═════ Data listing

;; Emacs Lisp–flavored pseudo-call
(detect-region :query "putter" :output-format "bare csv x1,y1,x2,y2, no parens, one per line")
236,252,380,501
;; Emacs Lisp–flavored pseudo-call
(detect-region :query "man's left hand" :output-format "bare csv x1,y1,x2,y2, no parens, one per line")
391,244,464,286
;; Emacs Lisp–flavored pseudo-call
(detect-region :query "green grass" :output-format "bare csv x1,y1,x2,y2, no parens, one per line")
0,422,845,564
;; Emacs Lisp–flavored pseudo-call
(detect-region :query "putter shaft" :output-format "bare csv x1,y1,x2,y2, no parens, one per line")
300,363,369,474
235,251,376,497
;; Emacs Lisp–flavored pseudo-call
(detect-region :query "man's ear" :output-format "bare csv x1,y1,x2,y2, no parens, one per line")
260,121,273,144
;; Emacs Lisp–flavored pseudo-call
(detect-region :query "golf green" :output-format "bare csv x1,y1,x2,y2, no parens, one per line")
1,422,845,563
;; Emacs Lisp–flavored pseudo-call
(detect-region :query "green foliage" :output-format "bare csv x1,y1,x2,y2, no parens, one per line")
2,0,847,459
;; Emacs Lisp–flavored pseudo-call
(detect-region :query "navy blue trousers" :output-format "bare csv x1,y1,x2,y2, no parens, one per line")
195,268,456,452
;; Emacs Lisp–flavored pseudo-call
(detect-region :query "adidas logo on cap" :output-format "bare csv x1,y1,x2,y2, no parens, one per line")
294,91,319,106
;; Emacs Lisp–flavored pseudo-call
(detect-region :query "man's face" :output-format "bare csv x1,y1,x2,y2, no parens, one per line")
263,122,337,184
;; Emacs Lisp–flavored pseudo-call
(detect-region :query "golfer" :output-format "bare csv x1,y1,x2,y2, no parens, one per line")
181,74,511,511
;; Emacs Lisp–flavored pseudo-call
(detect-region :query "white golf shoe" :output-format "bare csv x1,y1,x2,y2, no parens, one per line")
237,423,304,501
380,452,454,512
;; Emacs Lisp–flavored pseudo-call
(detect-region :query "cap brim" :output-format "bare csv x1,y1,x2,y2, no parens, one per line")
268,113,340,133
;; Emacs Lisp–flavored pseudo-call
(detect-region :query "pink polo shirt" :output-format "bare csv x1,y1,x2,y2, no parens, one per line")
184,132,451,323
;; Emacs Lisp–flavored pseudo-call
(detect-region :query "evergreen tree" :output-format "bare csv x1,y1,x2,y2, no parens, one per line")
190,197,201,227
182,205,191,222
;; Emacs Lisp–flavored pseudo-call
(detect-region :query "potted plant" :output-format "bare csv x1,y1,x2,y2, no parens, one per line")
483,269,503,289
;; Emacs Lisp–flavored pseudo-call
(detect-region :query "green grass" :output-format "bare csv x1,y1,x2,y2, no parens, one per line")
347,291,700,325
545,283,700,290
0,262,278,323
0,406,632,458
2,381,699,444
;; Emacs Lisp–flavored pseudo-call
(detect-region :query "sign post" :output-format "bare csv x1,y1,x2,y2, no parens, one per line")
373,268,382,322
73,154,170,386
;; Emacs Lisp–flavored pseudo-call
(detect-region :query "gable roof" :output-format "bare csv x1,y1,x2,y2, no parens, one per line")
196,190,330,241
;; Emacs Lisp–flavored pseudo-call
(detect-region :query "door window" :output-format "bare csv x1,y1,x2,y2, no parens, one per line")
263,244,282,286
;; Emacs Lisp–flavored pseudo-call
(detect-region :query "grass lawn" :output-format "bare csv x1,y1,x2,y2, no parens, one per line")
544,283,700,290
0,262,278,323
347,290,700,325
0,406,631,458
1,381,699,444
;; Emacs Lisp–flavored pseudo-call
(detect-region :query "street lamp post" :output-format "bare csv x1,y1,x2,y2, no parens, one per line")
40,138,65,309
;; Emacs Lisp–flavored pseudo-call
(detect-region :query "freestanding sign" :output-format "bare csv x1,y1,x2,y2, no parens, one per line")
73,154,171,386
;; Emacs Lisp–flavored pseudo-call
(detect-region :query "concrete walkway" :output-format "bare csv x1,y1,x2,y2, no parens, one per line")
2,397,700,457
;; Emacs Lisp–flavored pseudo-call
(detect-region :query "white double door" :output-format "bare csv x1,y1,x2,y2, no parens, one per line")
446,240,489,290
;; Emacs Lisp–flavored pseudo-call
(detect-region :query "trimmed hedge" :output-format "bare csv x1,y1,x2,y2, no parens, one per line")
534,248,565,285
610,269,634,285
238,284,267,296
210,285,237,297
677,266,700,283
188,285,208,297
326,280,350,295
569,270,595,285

══════════

[Task goal]:
With every line kept whole, write out the records again exactly.

[Written solution]:
;; Emacs Lisp–flavored pseudo-call
(detect-region :query "putter" :output-format "bare csv x1,y1,x2,y2, no parens, one per line")
236,252,380,501
;; Emacs Lisp–flavored pseudo-call
(detect-region :query "man's left hand" :output-format "bare csv x1,y1,x2,y2, no parens, one per line")
391,244,464,286
;; Emacs Lisp–flavored pseudo-call
(detect-region :query "green grass" :output-format "bare csv x1,y1,x2,y2, no parens, one per line")
0,422,845,564
;; Emacs Lisp–flavored pseudo-call
(detect-region :query "putter shaft" :output-format "bare csv x1,y1,x2,y2, no parens, one per line")
300,363,369,474
235,251,376,497
;; Emacs Lisp–flavored pseudo-call
(detect-region :query "man's ear" :output-format "bare csv x1,y1,x2,y2, no parens, one per line")
260,121,273,144
;; Emacs Lisp–flavored pseudo-call
(detect-region :query "golf green" :output-format "bare csv x1,y1,x2,y2, no parens, one per line")
1,422,845,563
;; Emacs Lisp–flavored pseudo-call
(detect-region :query "green foliage" :output-format "bare csv x1,y1,x2,y2, no parens, one per line")
2,0,847,459
;; Emacs Lisp–flavored pseudo-call
(detect-region :query "navy blue trousers" :output-format "bare csv x1,y1,x2,y2, no parens, one per line")
195,268,456,452
;; Emacs Lisp–flavored pseudo-call
(detect-region :query "adidas logo on cap" :output-format "bare csv x1,y1,x2,y2, no parens, one per line")
294,91,319,106
;; Emacs Lisp–flavored pseudo-call
(detect-region :query "man's face" :output-format "bare csv x1,y1,x2,y2, no parens, one per line")
263,122,337,184
;; Emacs Lisp–flavored pseudo-call
(detect-region :query "golfer" :output-format "bare csv x1,y1,x2,y2, no parens, one per line")
181,74,511,511
;; Emacs Lisp–flavored pseudo-call
(detect-region :query "white golf shoe" :output-format "bare csv x1,y1,x2,y2, no parens, one per line")
237,423,304,501
380,452,454,512
;; Emacs Lisp–flavored pseudo-call
(detect-region :query "cap brim" :output-format "bare csv x1,y1,x2,y2, no parens, one per line")
268,113,340,133
;; Emacs Lisp–flavored pseudo-call
(detect-region :query "pink polo shirt" :output-format "bare csv x1,y1,x2,y2, no parens, one per line")
184,132,451,323
;; Emacs Lisp–flavored pseudo-call
(detect-region :query "evergreen tree" :output-format "bare csv x1,y1,x2,y2, no parens, one per line")
190,197,201,227
182,205,191,222
;; Emacs Lisp–flavored pseudo-call
(detect-region :query "potted plant" :output-format "bare csv x1,y1,x2,y2, no parens, one per line")
483,269,503,289
;; Emacs Lisp–flavored pseudo-call
(detect-region :query "green grass" :output-format "bare csv x1,y1,x2,y2, no parens, one per line")
347,291,700,325
545,283,700,290
0,262,278,323
0,406,632,458
2,381,699,444
;; Emacs Lisp–flavored pseudo-call
(detect-region :query "sign post" :output-format "bare csv x1,y1,x2,y2, no parens, one per line")
373,268,382,322
73,154,170,386
;; Emacs Lisp–flavored pseudo-call
(detect-region :query "gable roof" :output-format "bare csv x1,y1,x2,y2, no parens, one per line")
196,190,330,241
;; Emacs Lisp–flavored pseudo-call
(detect-region :query "door window" :output-format "bare csv x1,y1,x2,y2, no parens, one per line")
263,244,282,286
;; Emacs Lisp–flavored pseudo-call
(detect-region :query "grass lawn" :output-format "bare csv x1,y1,x2,y2, no parens, one per line")
544,283,700,290
0,262,278,323
347,290,700,325
0,406,631,458
1,381,699,444
;; Emacs Lisp–flavored pseudo-call
(detect-region :query "street lamp post" :output-format "bare csv x1,y1,x2,y2, no parens, one per line")
40,138,65,309
;; Emacs Lisp–flavored pseudo-call
(detect-region :query "freestanding sign" :output-format "bare csv x1,y1,x2,y2, no parens, one per line")
73,154,171,386
;; Emacs Lisp–flavored pseudo-call
(detect-region :query "concrete walkway" :output-format "bare csv x1,y1,x2,y2, no parens, one per line")
2,397,700,457
;; Emacs Lisp–flavored pseudo-call
(detect-region :query "white double door" :output-format "bare csv x1,y1,x2,y2, no parens, one per line")
446,240,489,290
;; Emacs Lisp–flavored pseudo-call
(detect-region :query "trimmed hedge" :output-format "bare csv x1,y1,x2,y2, no parens, one per line")
534,248,565,285
610,269,634,285
238,284,267,296
210,285,237,297
677,266,700,283
188,285,208,297
326,280,350,295
569,270,595,285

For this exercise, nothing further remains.